start SUPPLIED INFORMATION
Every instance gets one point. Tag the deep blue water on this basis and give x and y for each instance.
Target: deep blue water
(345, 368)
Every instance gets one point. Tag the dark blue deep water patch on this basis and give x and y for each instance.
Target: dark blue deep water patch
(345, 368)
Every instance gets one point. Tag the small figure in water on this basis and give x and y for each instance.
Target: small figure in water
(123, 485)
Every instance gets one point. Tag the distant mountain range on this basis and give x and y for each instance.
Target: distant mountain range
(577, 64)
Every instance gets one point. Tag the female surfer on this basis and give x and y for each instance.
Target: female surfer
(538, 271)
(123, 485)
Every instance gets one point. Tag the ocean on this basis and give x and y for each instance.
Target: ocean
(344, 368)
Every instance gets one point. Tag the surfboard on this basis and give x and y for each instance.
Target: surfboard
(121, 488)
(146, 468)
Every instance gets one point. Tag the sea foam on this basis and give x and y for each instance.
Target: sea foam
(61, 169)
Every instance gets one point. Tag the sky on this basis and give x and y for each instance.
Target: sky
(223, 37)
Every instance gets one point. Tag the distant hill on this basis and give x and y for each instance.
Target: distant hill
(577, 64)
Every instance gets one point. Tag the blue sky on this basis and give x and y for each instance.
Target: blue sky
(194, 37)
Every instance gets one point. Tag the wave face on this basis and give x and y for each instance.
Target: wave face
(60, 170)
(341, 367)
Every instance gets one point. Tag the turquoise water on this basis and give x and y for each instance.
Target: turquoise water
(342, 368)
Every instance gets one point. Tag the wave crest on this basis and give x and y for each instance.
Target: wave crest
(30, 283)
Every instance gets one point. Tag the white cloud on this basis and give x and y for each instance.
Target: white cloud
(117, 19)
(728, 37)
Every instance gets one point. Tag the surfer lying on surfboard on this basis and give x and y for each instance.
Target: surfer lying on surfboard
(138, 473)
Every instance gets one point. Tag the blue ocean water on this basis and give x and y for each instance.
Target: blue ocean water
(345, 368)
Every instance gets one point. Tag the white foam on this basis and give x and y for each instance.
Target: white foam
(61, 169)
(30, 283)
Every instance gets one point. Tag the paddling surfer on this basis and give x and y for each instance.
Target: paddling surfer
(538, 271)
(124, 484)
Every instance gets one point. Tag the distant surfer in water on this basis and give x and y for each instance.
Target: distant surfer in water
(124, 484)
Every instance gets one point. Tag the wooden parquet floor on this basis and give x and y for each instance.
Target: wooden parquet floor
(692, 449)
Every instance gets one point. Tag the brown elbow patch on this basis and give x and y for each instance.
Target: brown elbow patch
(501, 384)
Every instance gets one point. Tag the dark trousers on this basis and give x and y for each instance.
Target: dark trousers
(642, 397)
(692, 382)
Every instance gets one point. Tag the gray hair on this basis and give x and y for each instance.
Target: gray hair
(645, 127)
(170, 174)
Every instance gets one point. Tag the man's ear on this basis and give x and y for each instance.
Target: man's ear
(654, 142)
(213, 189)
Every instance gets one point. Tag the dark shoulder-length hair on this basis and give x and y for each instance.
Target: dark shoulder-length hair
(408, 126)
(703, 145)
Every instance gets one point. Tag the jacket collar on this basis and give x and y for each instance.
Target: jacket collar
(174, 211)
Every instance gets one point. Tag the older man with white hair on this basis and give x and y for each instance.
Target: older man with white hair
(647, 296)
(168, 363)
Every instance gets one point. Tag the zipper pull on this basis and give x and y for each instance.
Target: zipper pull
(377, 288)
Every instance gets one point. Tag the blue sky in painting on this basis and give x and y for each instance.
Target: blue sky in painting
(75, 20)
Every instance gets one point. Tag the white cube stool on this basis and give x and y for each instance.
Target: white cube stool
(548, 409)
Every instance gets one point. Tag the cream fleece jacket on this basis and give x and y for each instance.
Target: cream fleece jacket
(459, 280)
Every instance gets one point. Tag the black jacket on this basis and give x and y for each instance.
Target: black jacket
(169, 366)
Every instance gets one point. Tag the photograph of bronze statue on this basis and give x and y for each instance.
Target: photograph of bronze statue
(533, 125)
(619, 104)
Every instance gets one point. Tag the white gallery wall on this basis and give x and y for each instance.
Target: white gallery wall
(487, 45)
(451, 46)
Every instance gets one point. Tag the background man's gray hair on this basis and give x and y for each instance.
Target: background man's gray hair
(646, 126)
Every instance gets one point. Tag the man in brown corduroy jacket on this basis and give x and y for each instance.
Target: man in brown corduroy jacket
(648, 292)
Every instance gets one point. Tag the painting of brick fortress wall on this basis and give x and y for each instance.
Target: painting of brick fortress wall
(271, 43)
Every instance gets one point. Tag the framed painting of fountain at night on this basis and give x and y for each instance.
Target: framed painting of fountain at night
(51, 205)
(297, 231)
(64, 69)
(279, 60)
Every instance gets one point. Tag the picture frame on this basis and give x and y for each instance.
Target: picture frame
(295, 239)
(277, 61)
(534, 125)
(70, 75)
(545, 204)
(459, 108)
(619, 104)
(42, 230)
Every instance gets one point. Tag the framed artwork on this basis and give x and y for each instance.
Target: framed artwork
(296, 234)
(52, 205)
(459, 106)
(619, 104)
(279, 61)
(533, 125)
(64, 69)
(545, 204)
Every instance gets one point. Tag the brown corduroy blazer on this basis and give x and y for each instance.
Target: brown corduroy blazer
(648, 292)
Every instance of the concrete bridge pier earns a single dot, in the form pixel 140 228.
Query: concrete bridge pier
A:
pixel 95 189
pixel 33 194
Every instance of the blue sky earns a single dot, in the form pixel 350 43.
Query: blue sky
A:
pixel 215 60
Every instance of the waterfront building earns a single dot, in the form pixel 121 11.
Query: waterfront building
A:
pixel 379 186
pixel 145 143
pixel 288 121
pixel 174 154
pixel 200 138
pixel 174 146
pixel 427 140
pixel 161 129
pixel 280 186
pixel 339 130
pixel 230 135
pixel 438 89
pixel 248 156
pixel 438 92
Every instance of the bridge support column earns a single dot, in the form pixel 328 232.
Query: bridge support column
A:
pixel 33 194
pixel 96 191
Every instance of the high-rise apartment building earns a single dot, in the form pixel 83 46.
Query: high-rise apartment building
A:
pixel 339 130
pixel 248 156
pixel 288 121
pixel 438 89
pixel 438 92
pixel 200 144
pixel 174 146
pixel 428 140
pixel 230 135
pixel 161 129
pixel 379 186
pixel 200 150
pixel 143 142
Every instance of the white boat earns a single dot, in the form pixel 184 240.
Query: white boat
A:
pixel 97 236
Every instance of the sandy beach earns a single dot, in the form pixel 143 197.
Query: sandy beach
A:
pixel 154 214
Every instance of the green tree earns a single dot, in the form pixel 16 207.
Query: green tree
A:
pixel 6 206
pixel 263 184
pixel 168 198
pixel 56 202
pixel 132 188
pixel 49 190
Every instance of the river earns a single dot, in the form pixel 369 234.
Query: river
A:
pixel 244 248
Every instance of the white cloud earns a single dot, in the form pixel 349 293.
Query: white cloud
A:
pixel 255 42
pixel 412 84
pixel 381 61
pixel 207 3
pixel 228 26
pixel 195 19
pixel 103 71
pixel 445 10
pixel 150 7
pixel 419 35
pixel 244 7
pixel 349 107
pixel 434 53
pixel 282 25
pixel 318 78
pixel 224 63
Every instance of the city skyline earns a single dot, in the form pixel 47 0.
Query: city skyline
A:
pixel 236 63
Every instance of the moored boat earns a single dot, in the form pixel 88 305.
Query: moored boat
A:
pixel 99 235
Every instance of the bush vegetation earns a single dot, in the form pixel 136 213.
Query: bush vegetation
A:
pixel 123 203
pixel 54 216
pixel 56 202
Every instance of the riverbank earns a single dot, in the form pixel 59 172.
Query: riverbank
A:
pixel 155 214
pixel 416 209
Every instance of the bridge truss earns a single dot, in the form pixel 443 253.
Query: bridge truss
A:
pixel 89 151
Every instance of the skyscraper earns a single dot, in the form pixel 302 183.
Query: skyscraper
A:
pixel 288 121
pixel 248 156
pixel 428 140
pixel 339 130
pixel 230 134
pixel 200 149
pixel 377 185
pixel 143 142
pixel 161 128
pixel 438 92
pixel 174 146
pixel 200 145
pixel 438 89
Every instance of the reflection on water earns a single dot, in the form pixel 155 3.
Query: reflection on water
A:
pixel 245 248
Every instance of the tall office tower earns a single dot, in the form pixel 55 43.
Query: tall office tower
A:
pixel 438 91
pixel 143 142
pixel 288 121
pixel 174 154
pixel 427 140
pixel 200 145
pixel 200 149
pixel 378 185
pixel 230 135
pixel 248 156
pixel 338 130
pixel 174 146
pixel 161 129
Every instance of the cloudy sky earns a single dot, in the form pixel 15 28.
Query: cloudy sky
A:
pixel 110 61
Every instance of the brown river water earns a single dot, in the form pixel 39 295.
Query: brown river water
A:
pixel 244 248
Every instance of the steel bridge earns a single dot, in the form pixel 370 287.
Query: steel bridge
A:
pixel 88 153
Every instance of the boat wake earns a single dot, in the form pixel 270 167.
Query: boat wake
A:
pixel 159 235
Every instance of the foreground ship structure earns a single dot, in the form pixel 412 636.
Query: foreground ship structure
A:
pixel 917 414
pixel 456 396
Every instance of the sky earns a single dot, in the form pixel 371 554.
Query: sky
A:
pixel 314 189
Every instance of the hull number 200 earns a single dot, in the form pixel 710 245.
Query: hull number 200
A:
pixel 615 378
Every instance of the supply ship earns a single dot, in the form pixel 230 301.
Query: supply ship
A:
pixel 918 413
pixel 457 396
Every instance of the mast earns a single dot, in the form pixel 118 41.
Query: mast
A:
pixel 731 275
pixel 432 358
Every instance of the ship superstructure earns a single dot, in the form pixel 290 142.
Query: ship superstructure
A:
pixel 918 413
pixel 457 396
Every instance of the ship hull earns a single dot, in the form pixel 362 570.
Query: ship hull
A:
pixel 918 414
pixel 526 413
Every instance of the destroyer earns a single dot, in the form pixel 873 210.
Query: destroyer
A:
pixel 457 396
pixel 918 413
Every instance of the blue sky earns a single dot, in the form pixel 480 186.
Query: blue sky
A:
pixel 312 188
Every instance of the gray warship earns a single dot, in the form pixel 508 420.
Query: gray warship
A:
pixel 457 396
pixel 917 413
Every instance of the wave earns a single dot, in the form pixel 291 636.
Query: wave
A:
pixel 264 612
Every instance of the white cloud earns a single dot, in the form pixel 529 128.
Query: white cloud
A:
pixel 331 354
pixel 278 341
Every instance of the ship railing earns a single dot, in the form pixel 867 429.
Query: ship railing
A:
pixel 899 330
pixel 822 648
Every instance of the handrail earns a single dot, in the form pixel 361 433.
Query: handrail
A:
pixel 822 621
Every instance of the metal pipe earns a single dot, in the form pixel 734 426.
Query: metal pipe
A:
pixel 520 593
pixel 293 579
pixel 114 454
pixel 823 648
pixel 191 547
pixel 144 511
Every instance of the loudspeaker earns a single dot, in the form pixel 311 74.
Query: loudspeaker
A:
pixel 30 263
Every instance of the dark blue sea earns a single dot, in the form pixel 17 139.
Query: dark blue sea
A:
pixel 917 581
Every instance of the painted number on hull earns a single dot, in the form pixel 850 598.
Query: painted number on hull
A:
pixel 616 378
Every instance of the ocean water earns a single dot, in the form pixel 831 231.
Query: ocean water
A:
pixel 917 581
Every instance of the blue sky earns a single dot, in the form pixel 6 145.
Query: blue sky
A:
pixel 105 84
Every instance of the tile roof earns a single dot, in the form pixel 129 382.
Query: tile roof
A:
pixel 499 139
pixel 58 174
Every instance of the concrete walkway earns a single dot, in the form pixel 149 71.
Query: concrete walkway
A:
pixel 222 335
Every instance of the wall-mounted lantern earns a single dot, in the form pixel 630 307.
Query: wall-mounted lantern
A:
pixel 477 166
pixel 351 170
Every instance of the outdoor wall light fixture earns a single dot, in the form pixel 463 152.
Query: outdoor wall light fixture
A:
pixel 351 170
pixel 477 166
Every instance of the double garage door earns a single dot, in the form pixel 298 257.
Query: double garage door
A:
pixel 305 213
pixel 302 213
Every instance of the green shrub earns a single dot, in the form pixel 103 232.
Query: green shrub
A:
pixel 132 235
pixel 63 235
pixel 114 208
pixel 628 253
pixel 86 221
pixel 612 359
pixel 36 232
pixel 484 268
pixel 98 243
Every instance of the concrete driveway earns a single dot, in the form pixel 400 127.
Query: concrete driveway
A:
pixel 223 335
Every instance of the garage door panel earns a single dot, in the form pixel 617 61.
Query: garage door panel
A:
end SUPPLIED INFORMATION
GIVEN TASK. Copy the records above from the line with "Every instance of the skyscraper" up to and including the line with "pixel 245 248", reproducing each line without any change.

SOLVED EXERCISE.
Every instance of the skyscraper earns a single dot, in the form pixel 302 183.
Query: skyscraper
A:
pixel 288 121
pixel 248 156
pixel 428 140
pixel 339 130
pixel 230 134
pixel 200 149
pixel 377 185
pixel 143 142
pixel 161 128
pixel 438 92
pixel 174 146
pixel 200 145
pixel 438 89
Every instance of the reflection on water earns a single dot, in the form pixel 155 3.
Query: reflection on water
A:
pixel 245 248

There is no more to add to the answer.